PAGE EXTRACT:
- Opening Delimiter -
What an incredibly difficult week this was! I feel like I was picked up by a dog and whipped back and forth and flung about and rinse and repeat. I think I have managed to crawl to shore now....both the looming tests are over. I got a 90 on my algebra test. I will find out what I made on my biology test this morning.
Joe and I had a long talk yesterday. My stress caused some friction between us this week. We are pretty good at communicating and the conclusions we came to are that I probably need to stop piling so much on. Time is more valuable to me right now than money since there is so little of it. I told him so many things are happening that I wanted so badly, but in the process of trying to get them all in (ie school, having a house to keep with Joe here beside me, yard work, flower planting, redecorating, renovating on top of working full time and trying to get in good, healing time with Nick and Alex) I am actually sucking the joy out of it for myself. So we are going to revisit the nursing school timeline. I don't think I will take two classes at once again. One class. Time to travel with Joe. Time to work on the house and yard. Time to read now and then. Time to play with Nick and Alex. Time to grieve, to visit the cemetery, to process this whole thing. My grief counselor said I am bogging myself down and that I need to really focus on my family and on making things with Joe work. Between him and Joe telling me its okay to let go a little, its all the permission I need to slow things down and ease off. I will finish this semester but I am only going to take the next algebra class next term. Then I will take statistics in the spring and that will finish my first degree, an Associates of the Arts. And then I will continue on with the other nursing pre-requisites (Statistics is a pre-req as well).
After the biology test last night a group of us (students) were standing around the courtyard waiting for the rest of the class to finish the exam. We all started sharing what we were majoring in and why....one girl going into respiratory therapy because her son had RSV at five months, one fellow going into nursing because his grandma blah de blah etc. So the circle comes around to me and I say I want to be a nurse because my son Joseph died from leukemia in January. And the strangest thing happened. With the pace and the rhythm of the conversation, it was as if I had not spoken! I actually stood there and wondered for a minute if I only thought it rather than said it aloud. Nobody acknowledged I said anything at all. A little bit later they were talking about nursing specialities and I said I thought I would go into oncology or pediatric oncology......and this 19 year old girl looks at me and said "My Mom's a nurse and she said you probably really don't want to do that, because you see kids DIE and stuff". I kind of blinked a second, then just reiterated "Yes, I know. My son died of leukemia in January and I think having been on that side of childhood cancer will give me a unique perspective in helping families going through it as their nurse". And she said "Yeah but you just would not want to see it again".
I was just a little bit stunned by that. I HAVE seen it! I understand I may have some issues to work through but I also believe fully that I am very capable of turning those issues into positives, into perspective.
I was pretty angry as I played it over in my head driving home. The whole "Don't cast your pearls before swine" thing came to mind, because Tony, the grief counselor at my church, always is reminding me that my grief is sacred and mine alone etc. Then I just kind of made a mental analogy of it. I have lived things most people never will and it has changed my perspective in life and the wavelength I operate out of. I think we are just on different frequencies. Joe says its a bit like dropping an H-bomb on people, that they just freeze and have no idea how to react and that perhaps I should practice letting them know it is okay to talk about Joseph. From what I have read, learning when and how to tell people you have a dead child is very much a skill and it takes about five years to get it down. I am coming to understand why.
I am going to go to the cemetery today. I have not been there since Joseph's birthday at the end of May and it is bothering me. Joe and I are going out to dinner tonight, though we have not decided where. I am hoping to find somewhere new and different to try. We have decided to put down hardwood in the entryway, eating area and hallway, and then tile in the cooking area of the kitchen, and Corian countertops. We talked about doing granite counters but I don't think the cabinetry in there is going to be the right stuff to put something that fancy and elegant on. It would be out of place. Maybe in our next house one day. We are also going to start getting quotes on renovating the master bathroom. We have a couple of contractors in our pocket and feel comfortable we have good people to do the work for us. We brought home hardwood samples earlier in the week and both Joe and I are leaning toward a high gloss cherrywood floor with possibly travertine in the cooking area. It will be gorgeous!
- Closing Delimiter -
DATA FOR ANALYSIS:
- Opening Delimiter -
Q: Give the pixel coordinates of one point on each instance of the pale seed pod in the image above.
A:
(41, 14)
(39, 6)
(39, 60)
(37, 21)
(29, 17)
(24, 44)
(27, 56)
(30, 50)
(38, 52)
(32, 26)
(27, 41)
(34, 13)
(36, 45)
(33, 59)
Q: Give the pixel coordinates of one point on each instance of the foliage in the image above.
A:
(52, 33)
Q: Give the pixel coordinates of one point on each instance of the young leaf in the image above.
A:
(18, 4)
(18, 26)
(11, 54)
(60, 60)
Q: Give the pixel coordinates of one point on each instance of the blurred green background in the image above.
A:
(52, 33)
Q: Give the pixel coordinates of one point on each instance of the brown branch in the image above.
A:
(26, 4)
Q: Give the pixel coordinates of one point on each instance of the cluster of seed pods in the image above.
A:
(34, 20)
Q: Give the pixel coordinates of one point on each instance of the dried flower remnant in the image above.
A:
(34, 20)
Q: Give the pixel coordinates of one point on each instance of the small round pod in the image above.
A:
- Closing Delimiter -
- Opening Delimiter -
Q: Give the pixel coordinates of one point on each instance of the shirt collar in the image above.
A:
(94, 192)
- Closing Delimiter -
WHAT YOU SHOULD DO:
Answer these questions from the blog post above about a hard week:
1. What score did the writer get on the algebra test?
2. Which class does the writer plan to take in the spring?
3. What countertops did the writer and Joe decide on for the kitchen?

SOLUTION FOR THIS EXERCISE:
1. 90
2. Statistics
3. Corian